Brief 1>
For each statement, say whether it agrees with the passage on OneDrive and the Microsoft 365 admin center, answering yes or no and quoting the words of the passage that decide it. (a) Every Microsoft 365 Business subscription includes 5 TB of cloud storage per user. (b) Mobile versions of the OneDrive app are available for Android and iOS. (c) The Microsoft 365 admin center is reached at admin.microsoft.com.
Brief 2>
Copy word for word the section of the passage on OneDrive and the Microsoft 365 admin center starting at "FIGURE 2-5 The" and ending at "cloud storage anywhere.".
Brief 3>
Carry on the passage on OneDrive and the Microsoft 365 admin center from the point where it stops.
Reading text START
OneDrive, shown in Figure 2-5, is Microsoft’s cloud-based storage service. All the Microsoft 365 Business subscriptions include one terabyte of cloud storage per user. Microsoft 365 Enterprise subscriptions include 5 TB of cloud storage per user, with up to 25 TB available by administrator request.
FIGURE 2-5 The Microsoft OneDrive online interface
OneDrive is also the default cloud storage location for Microsoft 365 applications. For example, users can save Word, Excel, PowerPoint, and OneNote documents to OneDrive storage and share them with other users. This allows multiple users to access and edit a document simultaneously.
OneDrive support is included with the Windows operating systems 8.1 and later. OneDrive client applications are available for Windows and macOS desktops that provide users with access to their cloud storage and other features, such as file synchronization. Mobile versions of the OneDrive app are also available for Android and iOS, which enable users to access their cloud storage anywhere.
OneDrive is intended to be a personal cloud storage service, while OneDrive in Microsoft 365 is another form of Microsoft cloud storage implemented within SharePoint and provides additional collaboration features intended for business users, such as Content Approval.
Using the Microsoft 365 admin center
Because Microsoft 365 consists mostly of cloud-based services, administrators use web-based controls to manage them, and users can use web-based portals to access them. The individual services included with Microsoft 365, such as Exchange Online and SharePoint, are also available as separate products, so they have their own administrative portals called admin centers. However, the Microsoft 365 admin center is the main administrative portal for the product, and it provides access to all the individual portals as well.
When you sign on to the Microsoft 365 admin center at admin.microsoft.com, you see the Home screen shown in Figure 2-6, with a navigation menu in the left pane and a series of cards containing controls on the right. Administrators can place their most frequently used controls on the Home page by dragging items from the navigation menu to the right pane to add more cards.
Reading text END
Entries provided START
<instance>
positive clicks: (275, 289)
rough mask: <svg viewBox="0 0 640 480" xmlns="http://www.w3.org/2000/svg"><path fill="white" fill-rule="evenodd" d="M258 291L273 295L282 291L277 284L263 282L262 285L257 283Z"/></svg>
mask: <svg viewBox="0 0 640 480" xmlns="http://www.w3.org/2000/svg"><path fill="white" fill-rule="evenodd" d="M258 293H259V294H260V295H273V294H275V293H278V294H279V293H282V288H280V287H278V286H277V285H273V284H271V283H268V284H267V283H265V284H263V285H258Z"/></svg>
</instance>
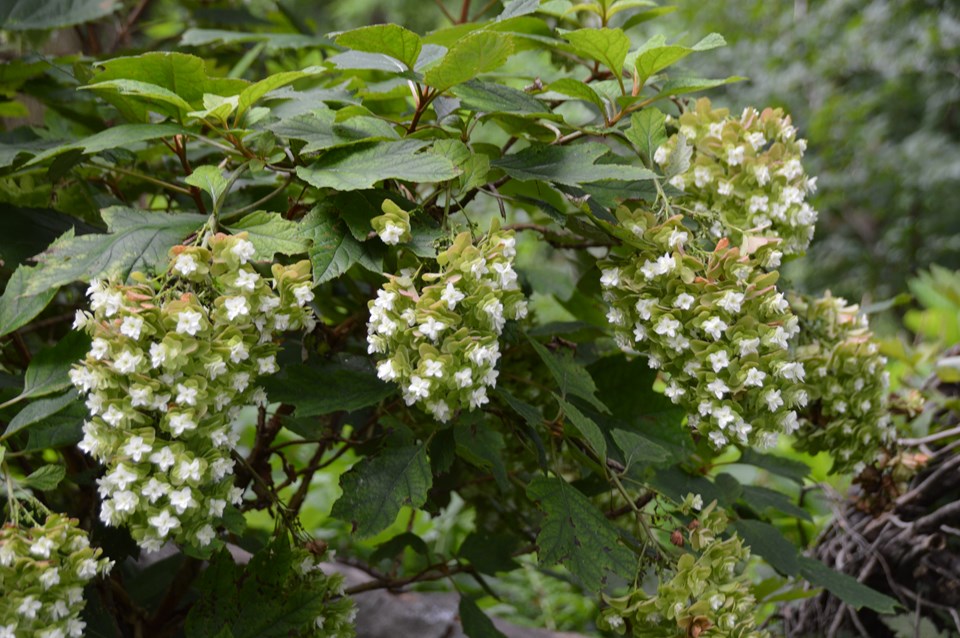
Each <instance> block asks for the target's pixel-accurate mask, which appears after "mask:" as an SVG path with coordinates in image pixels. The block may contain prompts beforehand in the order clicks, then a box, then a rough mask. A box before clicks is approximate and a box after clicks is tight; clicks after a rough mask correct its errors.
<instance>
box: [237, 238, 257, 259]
mask: <svg viewBox="0 0 960 638" xmlns="http://www.w3.org/2000/svg"><path fill="white" fill-rule="evenodd" d="M230 252H232V253H233V254H234V255H235V256H236V257H237V259H239V260H240V263H241V264H245V263H247V262H248V261H249V260H251V259H253V256H254V255H256V254H257V250H256V248H254V247H253V243H252V242H249V241H247V240H246V239H241V240H239V241H238V242H237V243H236V245H235V246H234V247H233V248H231V249H230Z"/></svg>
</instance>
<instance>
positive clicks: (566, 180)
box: [491, 142, 655, 186]
mask: <svg viewBox="0 0 960 638" xmlns="http://www.w3.org/2000/svg"><path fill="white" fill-rule="evenodd" d="M609 152H610V149H609V148H608V147H607V146H604V145H603V144H600V143H599V142H588V143H585V144H575V145H573V146H550V145H533V146H528V147H527V148H525V149H523V150H522V151H520V152H519V153H513V154H512V155H507V156H505V157H502V158H500V159H498V160H495V161H493V162H491V164H492V165H493V166H495V167H498V168H502V169H503V170H504V171H505V172H506V173H507V175H509V176H510V177H513V178H514V179H518V180H520V181H522V182H526V181H530V180H543V181H545V182H555V183H557V184H565V185H567V186H579V185H581V184H585V183H590V182H598V181H601V180H607V179H613V180H624V181H630V180H643V179H653V178H654V177H655V175H654V173H653V172H652V171H649V170H647V169H645V168H642V167H639V166H629V165H626V164H597V163H596V161H597V160H598V159H600V158H601V157H603V156H604V155H606V154H607V153H609Z"/></svg>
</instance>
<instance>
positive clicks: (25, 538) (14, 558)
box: [0, 514, 113, 638]
mask: <svg viewBox="0 0 960 638" xmlns="http://www.w3.org/2000/svg"><path fill="white" fill-rule="evenodd" d="M100 555H101V550H100V549H94V548H92V547H90V541H89V540H88V539H87V533H86V532H85V531H84V530H82V529H80V528H79V527H77V520H76V519H71V518H67V517H65V516H62V515H60V514H51V515H50V516H48V517H47V519H46V520H45V521H44V523H43V525H42V526H34V527H31V528H29V529H27V528H23V527H20V526H17V525H14V524H12V523H7V524H5V525H4V526H3V527H2V528H0V638H78V637H79V636H82V635H83V630H84V626H85V624H86V623H84V622H83V621H82V620H80V612H81V611H83V607H84V605H85V604H86V603H85V601H84V599H83V588H84V587H85V586H86V585H87V584H88V583H89V582H90V581H91V580H93V578H95V577H96V576H97V574H103V575H106V574H107V573H108V572H109V571H110V569H111V568H112V567H113V561H111V560H109V559H107V558H101V557H100Z"/></svg>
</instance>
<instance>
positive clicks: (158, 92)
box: [81, 80, 193, 120]
mask: <svg viewBox="0 0 960 638" xmlns="http://www.w3.org/2000/svg"><path fill="white" fill-rule="evenodd" d="M81 89H83V90H85V91H94V92H96V93H114V94H116V95H118V96H125V97H132V98H136V100H135V101H136V102H137V103H142V104H140V108H142V109H143V113H144V115H145V113H146V111H154V112H156V113H159V114H161V115H166V116H169V117H173V118H176V119H178V120H182V119H184V118H185V117H186V116H187V114H188V113H189V112H190V111H192V110H193V107H192V106H191V105H190V103H189V102H187V101H186V100H184V99H183V98H182V97H180V96H179V95H177V94H176V93H174V92H173V91H171V90H170V89H166V88H164V87H162V86H157V85H156V84H151V83H150V82H141V81H140V80H106V81H103V82H96V83H95V84H89V85H87V86H84V87H81ZM121 101H123V102H129V101H128V100H121ZM143 104H146V105H149V107H152V108H147V107H144V106H143ZM137 119H141V120H142V119H145V117H143V116H140V117H139V118H137Z"/></svg>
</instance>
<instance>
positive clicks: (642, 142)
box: [624, 107, 667, 161]
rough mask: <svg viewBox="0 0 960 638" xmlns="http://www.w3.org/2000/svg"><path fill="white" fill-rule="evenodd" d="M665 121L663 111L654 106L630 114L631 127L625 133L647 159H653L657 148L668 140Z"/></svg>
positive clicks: (648, 107)
mask: <svg viewBox="0 0 960 638" xmlns="http://www.w3.org/2000/svg"><path fill="white" fill-rule="evenodd" d="M665 122H666V116H665V115H664V114H663V112H661V111H660V110H659V109H656V108H653V107H648V108H645V109H643V110H642V111H640V112H638V113H634V114H633V115H631V116H630V127H629V128H628V129H627V130H626V131H624V133H625V134H626V136H627V139H628V140H630V141H631V142H632V143H633V145H634V146H636V147H637V150H638V151H640V155H641V156H643V157H644V158H645V159H646V160H647V161H651V158H652V157H653V154H654V153H655V152H656V150H657V149H658V148H660V146H661V145H662V144H663V143H664V142H666V141H667V128H666V124H665Z"/></svg>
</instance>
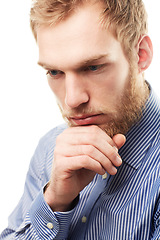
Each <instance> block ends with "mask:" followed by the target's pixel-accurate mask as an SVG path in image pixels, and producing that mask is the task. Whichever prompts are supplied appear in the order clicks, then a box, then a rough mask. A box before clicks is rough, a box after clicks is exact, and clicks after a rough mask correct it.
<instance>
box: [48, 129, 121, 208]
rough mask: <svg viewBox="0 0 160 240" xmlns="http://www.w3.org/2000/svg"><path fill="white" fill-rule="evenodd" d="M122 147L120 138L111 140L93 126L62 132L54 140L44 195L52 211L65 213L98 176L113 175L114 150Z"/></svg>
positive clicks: (120, 138)
mask: <svg viewBox="0 0 160 240" xmlns="http://www.w3.org/2000/svg"><path fill="white" fill-rule="evenodd" d="M124 143H125V137H124V135H122V134H118V135H115V136H114V137H113V139H111V138H110V137H109V136H108V135H107V134H106V133H105V132H104V131H103V130H102V129H100V128H99V127H97V126H84V127H83V126H82V127H73V128H68V129H66V130H65V131H64V132H63V133H62V134H60V135H59V136H58V137H57V141H56V147H55V150H54V161H53V167H52V173H51V179H50V182H49V185H48V187H47V189H46V191H45V193H44V197H45V200H46V202H47V203H48V204H49V205H50V207H51V208H52V210H53V211H66V210H69V208H70V206H71V203H72V201H73V200H74V199H75V198H76V197H77V196H78V194H79V192H80V191H81V190H82V189H83V188H84V187H85V186H87V185H88V184H89V183H90V182H91V181H92V180H93V178H94V176H95V174H96V173H98V174H100V175H103V174H104V173H105V172H106V171H107V172H108V173H109V174H111V175H114V174H116V172H117V169H116V168H115V166H116V167H118V166H120V165H121V163H122V160H121V158H120V156H119V155H118V149H119V148H120V147H122V146H123V145H124Z"/></svg>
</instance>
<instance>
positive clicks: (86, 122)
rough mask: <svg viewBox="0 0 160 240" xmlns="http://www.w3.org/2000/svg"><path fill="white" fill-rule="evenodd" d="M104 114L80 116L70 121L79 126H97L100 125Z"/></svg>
mask: <svg viewBox="0 0 160 240" xmlns="http://www.w3.org/2000/svg"><path fill="white" fill-rule="evenodd" d="M102 115H103V114H94V115H78V116H73V117H70V118H69V119H68V120H69V121H70V122H71V123H72V124H73V125H77V126H85V125H95V124H98V123H99V120H100V118H101V116H102Z"/></svg>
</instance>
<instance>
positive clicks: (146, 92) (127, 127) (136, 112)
mask: <svg viewBox="0 0 160 240" xmlns="http://www.w3.org/2000/svg"><path fill="white" fill-rule="evenodd" d="M134 66H135V65H133V64H130V71H129V76H128V79H127V80H126V83H127V86H126V87H125V88H124V91H123V93H121V94H120V96H119V99H117V101H116V103H115V106H114V107H113V109H109V108H108V107H107V102H106V106H105V103H104V107H98V109H97V110H96V109H95V108H93V109H92V108H88V107H87V104H84V105H81V106H79V107H78V108H76V109H72V110H70V111H66V110H63V109H62V108H61V107H60V105H59V104H58V106H59V108H60V111H61V113H62V117H63V118H64V120H65V121H66V122H67V124H68V126H69V127H75V126H76V125H75V124H73V123H71V122H70V121H69V120H68V119H69V117H70V116H73V115H77V114H86V115H87V114H92V113H93V112H94V113H96V112H97V113H100V112H101V113H102V114H105V115H107V116H108V118H107V122H106V123H105V124H104V123H103V124H99V125H97V126H99V127H100V128H101V129H102V130H104V131H105V132H106V133H107V134H108V135H109V136H110V137H111V138H112V137H113V136H114V135H116V134H119V133H121V134H126V133H127V132H128V130H129V129H130V128H131V127H132V126H133V125H134V124H135V123H136V122H137V121H138V120H139V119H140V117H141V116H142V109H143V107H144V105H145V102H146V100H147V98H148V96H149V87H148V85H147V83H146V82H145V81H144V82H143V84H142V83H139V81H138V80H139V79H138V73H137V68H135V67H134ZM135 69H136V70H135Z"/></svg>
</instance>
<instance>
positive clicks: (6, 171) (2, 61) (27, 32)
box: [0, 0, 160, 232]
mask: <svg viewBox="0 0 160 240" xmlns="http://www.w3.org/2000/svg"><path fill="white" fill-rule="evenodd" d="M144 2H145V4H146V8H147V11H148V15H149V35H150V36H151V39H152V42H153V46H154V58H153V62H152V65H151V66H150V68H149V70H147V72H146V79H147V80H148V81H149V82H150V83H151V84H152V86H153V88H154V89H155V91H156V93H157V94H158V95H159V96H160V76H159V69H160V40H159V38H160V33H159V25H160V13H159V9H160V1H159V0H153V1H151V0H144ZM30 3H31V0H28V1H26V0H14V1H12V0H9V1H5V0H4V1H1V6H0V232H1V231H2V230H3V228H5V227H6V226H7V217H8V215H9V214H10V213H11V211H12V210H13V209H14V207H15V206H16V204H17V203H18V200H19V199H20V197H21V194H22V192H23V186H24V181H25V175H26V172H27V169H28V165H29V162H30V159H31V157H32V155H33V153H34V150H35V148H36V146H37V143H38V141H39V139H40V137H41V136H43V135H44V134H45V133H46V132H47V131H49V130H50V129H51V128H53V127H54V126H56V125H57V124H60V123H62V122H63V120H62V118H61V115H60V113H59V110H58V107H57V105H56V102H55V99H54V96H53V94H52V92H51V90H50V89H49V87H48V85H47V81H46V76H45V72H43V70H42V69H41V68H40V67H38V66H37V60H38V51H37V46H36V43H35V41H34V39H33V36H32V34H31V31H30V27H29V10H30Z"/></svg>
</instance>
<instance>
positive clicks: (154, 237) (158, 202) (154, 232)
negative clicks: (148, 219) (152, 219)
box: [150, 199, 160, 240]
mask: <svg viewBox="0 0 160 240" xmlns="http://www.w3.org/2000/svg"><path fill="white" fill-rule="evenodd" d="M158 239H160V199H159V202H158V204H157V207H156V211H155V214H154V232H153V234H152V237H151V239H150V240H158Z"/></svg>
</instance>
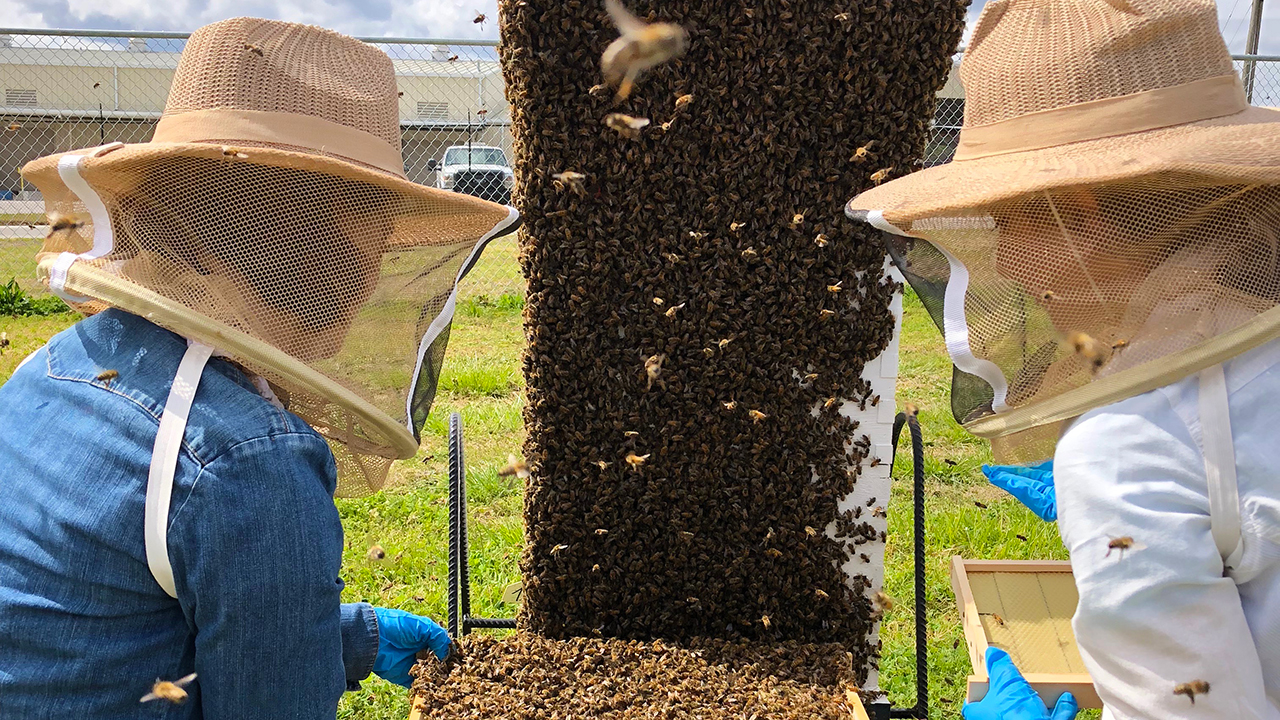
Entries provided END
Written reply 1>
(a) No: "All the Microsoft 365 Business subscriptions include one terabyte of cloud storage per user."
(b) Yes: "Mobile versions of the OneDrive app are also available for Android and iOS"
(c) Yes: "When you sign on to the Microsoft 365 admin center at admin.microsoft.com"

Written reply 2>
FIGURE 2-5 The Microsoft OneDrive online interface
OneDrive is also the default cloud storage location for Microsoft 365 applications. For example, users can save Word, Excel, PowerPoint, and OneNote documents to OneDrive storage and share them with other users. This allows multiple users to access and edit a document simultaneously.
OneDrive support is included with the Windows operating systems 8.1 and later. OneDrive client applications are available for Windows and macOS desktops that provide users with access to their cloud storage and other features, such as file synchronization. Mobile versions of the OneDrive app are also available for Android and iOS, which enable users to access their cloud storage anywhere.

Written reply 3>
FIGURE 2-6 The Microsoft 365 admin center Home screen
The navigation pane contains menus for control categories, with dropdowns for specific control types. The categories are as follows:
- Users Enables administrators to create, manage, and delete user accounts. By assigning licenses to accounts, users will be granted access to Microsoft 365 or other applications and services. Assigning administrative roles to users grants them privileges to access certain additional controls.
- Devices Enables administrators to add new devices, individually or in bulk, such as smartphones and tablets, create policies for securing the devices, and manage individual devices by resetting them, removing corporate data, or removing them entirely.
- Teams & Groups Enables administrators to create Microsoft Teams teams and various types of groups, including Microsoft 365, security, mail-enabled security, and distribution list groups, assign owners to them, and configure privacy settings. They can also create shared mailboxes for access by all members of a specific group.
- Roles Enables administrators to assign built-in Azure Active Directory roles to users to provide them with access to additional admin centers and other resources.
- Resources Enables administrators to create and configure rooms and equipment for assignment to meetings and create SharePoint sites and collections.
- SharePoint The SharePoint admin center provides full control over SharePoint, but this interface can control site sharing and remove external users.
- Billing Enables administrators to purchase additional Microsoft applications and services, manage product subscriptions, monitor available product licenses, and manage invoices and payments.
- Support Enables administrators to find solutions to common Microsoft 365 problems and create and view requests for service from Microsoft technicians.
- Settings Enables administrators to configure service settings and add-ins for the entire enterprise, configure security settings, and monitor partner relationships.
- Setup Enables administrators to monitor their Microsoft products and manage the licenses for those products, purchase or add Internet domains, and migrate data from outside email providers into Microsoft 365 accounts.
- Reports Enables administrators to generate various reports, such as email activity, active users, and SharePoint site usage, over intervals ranging from 7 to 180 days. Reports like these can indicate who is using the Microsoft 365 services heavily, who is near to reaching storage quotas, and who might not need a license at all.
- Health Enables administrators to monitor the operational health of the various Microsoft 365 services, read any incident and advisory reports that have been generated, and receive messages about product update availability and other topics.
- Admin Centers Enables administrators to open new windows containing the admin centers for the other services provided in Microsoft 365, including Security, Compliance, Azure Active Directory, Exchange, SharePoint, and Microsoft Teams.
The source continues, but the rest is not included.